# The input
━━━━━━

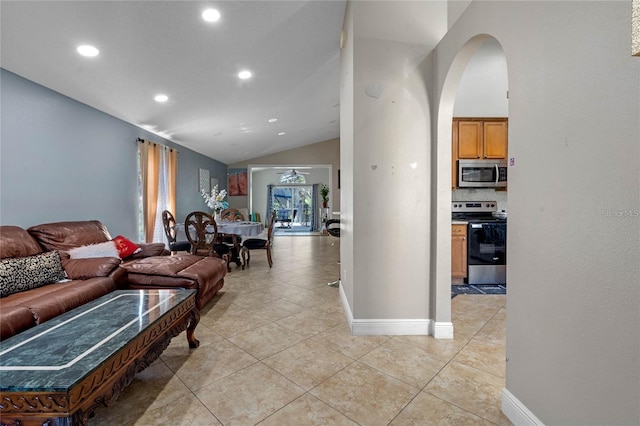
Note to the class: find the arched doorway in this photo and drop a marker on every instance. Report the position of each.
(476, 86)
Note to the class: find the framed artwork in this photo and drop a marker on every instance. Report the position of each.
(205, 183)
(237, 182)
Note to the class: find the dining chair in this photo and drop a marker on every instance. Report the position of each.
(232, 215)
(259, 244)
(202, 233)
(169, 223)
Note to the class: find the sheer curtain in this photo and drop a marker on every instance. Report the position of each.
(158, 170)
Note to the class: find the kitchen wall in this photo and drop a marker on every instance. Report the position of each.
(63, 160)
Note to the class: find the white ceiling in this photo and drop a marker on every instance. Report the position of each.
(151, 47)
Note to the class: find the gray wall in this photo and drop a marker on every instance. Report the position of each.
(573, 345)
(63, 160)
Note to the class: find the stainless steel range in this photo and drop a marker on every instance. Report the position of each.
(486, 240)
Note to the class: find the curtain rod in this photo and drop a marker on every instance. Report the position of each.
(140, 140)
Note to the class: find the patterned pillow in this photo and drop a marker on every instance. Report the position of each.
(24, 273)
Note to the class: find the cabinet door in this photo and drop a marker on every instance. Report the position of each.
(495, 140)
(470, 139)
(458, 253)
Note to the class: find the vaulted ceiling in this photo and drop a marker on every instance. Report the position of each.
(292, 49)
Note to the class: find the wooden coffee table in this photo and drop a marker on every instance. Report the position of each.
(59, 372)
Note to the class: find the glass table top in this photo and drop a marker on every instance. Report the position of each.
(57, 354)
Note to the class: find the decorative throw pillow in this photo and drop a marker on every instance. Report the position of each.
(106, 249)
(126, 247)
(24, 273)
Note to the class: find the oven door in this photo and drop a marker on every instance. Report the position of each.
(482, 173)
(487, 243)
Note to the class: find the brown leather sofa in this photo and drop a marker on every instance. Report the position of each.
(91, 278)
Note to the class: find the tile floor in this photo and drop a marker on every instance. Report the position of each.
(275, 349)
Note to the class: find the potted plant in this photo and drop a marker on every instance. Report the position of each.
(324, 193)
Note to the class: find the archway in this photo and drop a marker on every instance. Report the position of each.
(480, 54)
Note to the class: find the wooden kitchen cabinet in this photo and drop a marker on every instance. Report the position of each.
(458, 253)
(481, 138)
(478, 139)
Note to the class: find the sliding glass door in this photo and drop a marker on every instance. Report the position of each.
(294, 205)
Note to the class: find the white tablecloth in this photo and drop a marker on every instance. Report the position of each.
(245, 229)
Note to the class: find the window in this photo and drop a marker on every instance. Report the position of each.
(157, 166)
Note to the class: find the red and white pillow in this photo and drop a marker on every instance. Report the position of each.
(118, 247)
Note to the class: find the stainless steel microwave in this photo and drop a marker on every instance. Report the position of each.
(482, 173)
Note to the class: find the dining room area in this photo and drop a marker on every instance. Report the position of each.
(225, 234)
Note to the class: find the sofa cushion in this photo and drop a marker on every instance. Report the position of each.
(126, 247)
(64, 236)
(82, 269)
(14, 319)
(52, 300)
(16, 242)
(24, 273)
(106, 249)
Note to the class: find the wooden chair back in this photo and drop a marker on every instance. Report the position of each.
(202, 233)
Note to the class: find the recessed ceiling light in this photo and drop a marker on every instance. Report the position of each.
(211, 15)
(245, 74)
(87, 50)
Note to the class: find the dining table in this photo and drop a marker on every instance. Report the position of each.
(233, 229)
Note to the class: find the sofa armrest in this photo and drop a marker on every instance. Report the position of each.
(82, 269)
(150, 249)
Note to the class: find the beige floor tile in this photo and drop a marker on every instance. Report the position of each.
(484, 356)
(266, 340)
(186, 411)
(307, 410)
(313, 371)
(233, 323)
(470, 389)
(311, 321)
(427, 410)
(154, 387)
(248, 396)
(307, 364)
(339, 339)
(364, 394)
(404, 362)
(443, 348)
(495, 331)
(278, 309)
(206, 365)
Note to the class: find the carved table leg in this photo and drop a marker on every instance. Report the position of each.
(193, 322)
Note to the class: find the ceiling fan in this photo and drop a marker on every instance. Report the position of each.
(292, 173)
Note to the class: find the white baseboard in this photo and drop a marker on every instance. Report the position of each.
(442, 330)
(390, 327)
(516, 411)
(395, 327)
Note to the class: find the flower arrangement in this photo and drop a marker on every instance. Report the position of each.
(215, 201)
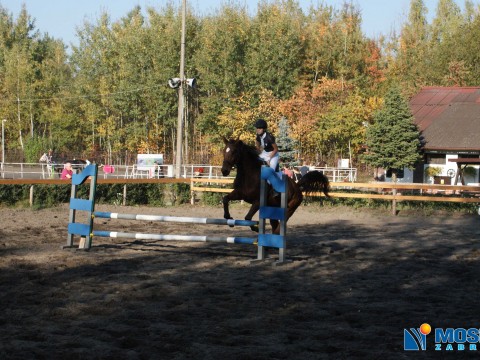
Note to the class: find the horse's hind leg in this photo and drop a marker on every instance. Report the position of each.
(253, 209)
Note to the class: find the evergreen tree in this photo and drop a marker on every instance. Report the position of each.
(393, 139)
(286, 145)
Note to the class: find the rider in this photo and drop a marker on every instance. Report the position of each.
(266, 145)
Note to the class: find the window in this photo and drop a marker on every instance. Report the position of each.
(438, 159)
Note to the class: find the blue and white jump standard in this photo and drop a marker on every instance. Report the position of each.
(87, 232)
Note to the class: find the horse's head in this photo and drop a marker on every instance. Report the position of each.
(231, 155)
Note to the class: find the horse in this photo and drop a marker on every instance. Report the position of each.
(246, 186)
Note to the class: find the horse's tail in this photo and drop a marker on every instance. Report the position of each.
(314, 181)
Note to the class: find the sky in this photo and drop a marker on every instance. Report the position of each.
(60, 18)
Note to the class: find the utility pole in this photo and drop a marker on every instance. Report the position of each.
(178, 158)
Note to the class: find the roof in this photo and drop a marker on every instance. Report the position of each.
(448, 117)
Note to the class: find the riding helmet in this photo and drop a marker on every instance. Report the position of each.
(261, 124)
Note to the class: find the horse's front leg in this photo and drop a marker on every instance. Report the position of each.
(253, 209)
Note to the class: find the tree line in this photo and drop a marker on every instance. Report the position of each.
(314, 69)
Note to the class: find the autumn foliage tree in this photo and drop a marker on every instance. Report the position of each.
(393, 138)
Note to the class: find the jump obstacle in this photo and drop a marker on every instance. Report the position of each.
(87, 232)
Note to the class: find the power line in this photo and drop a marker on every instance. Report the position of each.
(81, 96)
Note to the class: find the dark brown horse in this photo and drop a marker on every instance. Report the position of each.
(246, 185)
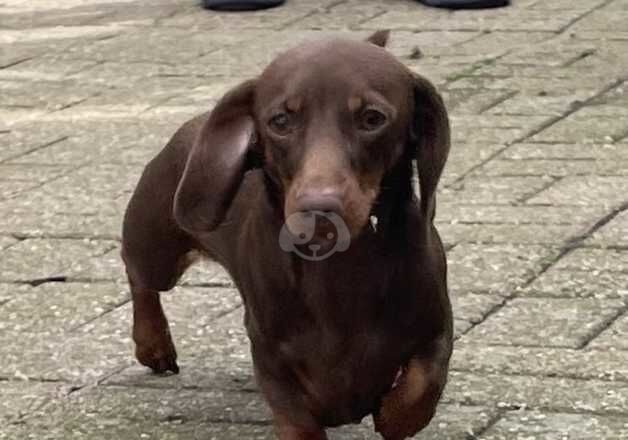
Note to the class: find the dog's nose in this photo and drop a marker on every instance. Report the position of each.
(325, 201)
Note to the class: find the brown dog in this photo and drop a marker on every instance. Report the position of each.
(318, 149)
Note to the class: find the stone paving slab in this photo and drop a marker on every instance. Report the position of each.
(532, 209)
(593, 363)
(556, 322)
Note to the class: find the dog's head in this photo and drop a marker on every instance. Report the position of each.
(330, 120)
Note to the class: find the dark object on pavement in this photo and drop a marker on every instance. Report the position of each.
(241, 5)
(465, 4)
(348, 317)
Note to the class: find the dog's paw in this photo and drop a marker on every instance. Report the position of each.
(409, 405)
(154, 348)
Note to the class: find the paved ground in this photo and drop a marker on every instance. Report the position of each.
(534, 207)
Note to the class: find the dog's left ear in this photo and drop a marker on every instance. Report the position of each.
(379, 38)
(431, 138)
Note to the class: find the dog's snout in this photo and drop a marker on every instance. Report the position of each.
(325, 201)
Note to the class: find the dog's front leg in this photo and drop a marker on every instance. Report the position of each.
(287, 430)
(410, 405)
(151, 333)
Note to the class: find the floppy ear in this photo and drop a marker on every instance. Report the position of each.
(379, 38)
(432, 140)
(216, 164)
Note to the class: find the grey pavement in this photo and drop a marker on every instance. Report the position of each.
(533, 208)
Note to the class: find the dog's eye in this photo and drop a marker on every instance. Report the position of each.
(281, 123)
(372, 120)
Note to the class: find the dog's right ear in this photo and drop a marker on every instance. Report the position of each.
(379, 38)
(216, 164)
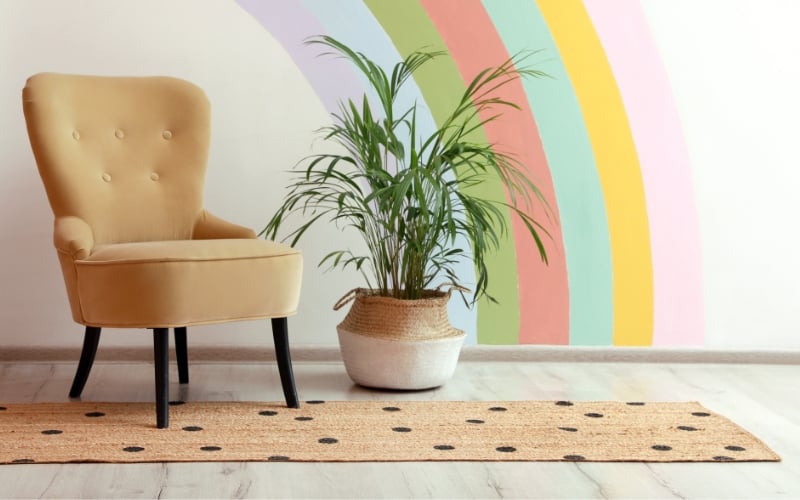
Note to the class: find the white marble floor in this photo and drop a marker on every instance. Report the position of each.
(761, 398)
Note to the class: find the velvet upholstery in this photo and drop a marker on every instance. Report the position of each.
(123, 161)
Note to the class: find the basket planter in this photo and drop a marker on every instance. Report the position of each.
(391, 343)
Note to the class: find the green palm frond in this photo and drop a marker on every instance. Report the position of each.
(408, 197)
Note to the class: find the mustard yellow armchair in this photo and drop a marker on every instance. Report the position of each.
(123, 162)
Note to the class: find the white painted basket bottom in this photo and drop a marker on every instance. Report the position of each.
(397, 364)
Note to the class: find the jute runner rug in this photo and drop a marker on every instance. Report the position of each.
(352, 431)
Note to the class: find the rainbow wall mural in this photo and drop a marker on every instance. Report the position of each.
(602, 138)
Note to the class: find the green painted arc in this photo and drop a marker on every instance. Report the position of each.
(441, 85)
(579, 195)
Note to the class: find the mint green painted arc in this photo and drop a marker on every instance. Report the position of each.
(442, 85)
(579, 194)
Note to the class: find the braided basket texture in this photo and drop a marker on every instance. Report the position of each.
(399, 344)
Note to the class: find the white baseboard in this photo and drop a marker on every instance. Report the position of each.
(517, 353)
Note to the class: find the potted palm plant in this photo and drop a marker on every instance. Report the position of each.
(410, 199)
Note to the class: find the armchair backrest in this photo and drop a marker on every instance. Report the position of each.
(126, 154)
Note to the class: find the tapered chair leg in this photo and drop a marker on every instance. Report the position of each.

━━━━━━

# Direction
Reproduce the listing from the line that contains "Note to the class: find the potted palm" through the end of the listing, changing "potted palm plant" to "potted fern" and leaving everything else unchanged.

# Full output
Note to the class: find the potted fern in this photo and drop a marker on every instance. Report the position of each.
(410, 199)
Note to the class: find the armchair backrest in this photo and drop a marker on every instance. Report the position of each.
(126, 154)
Note to the class: find the tapered chair leg in this photo and drop a marker on every instance. Report the position of each.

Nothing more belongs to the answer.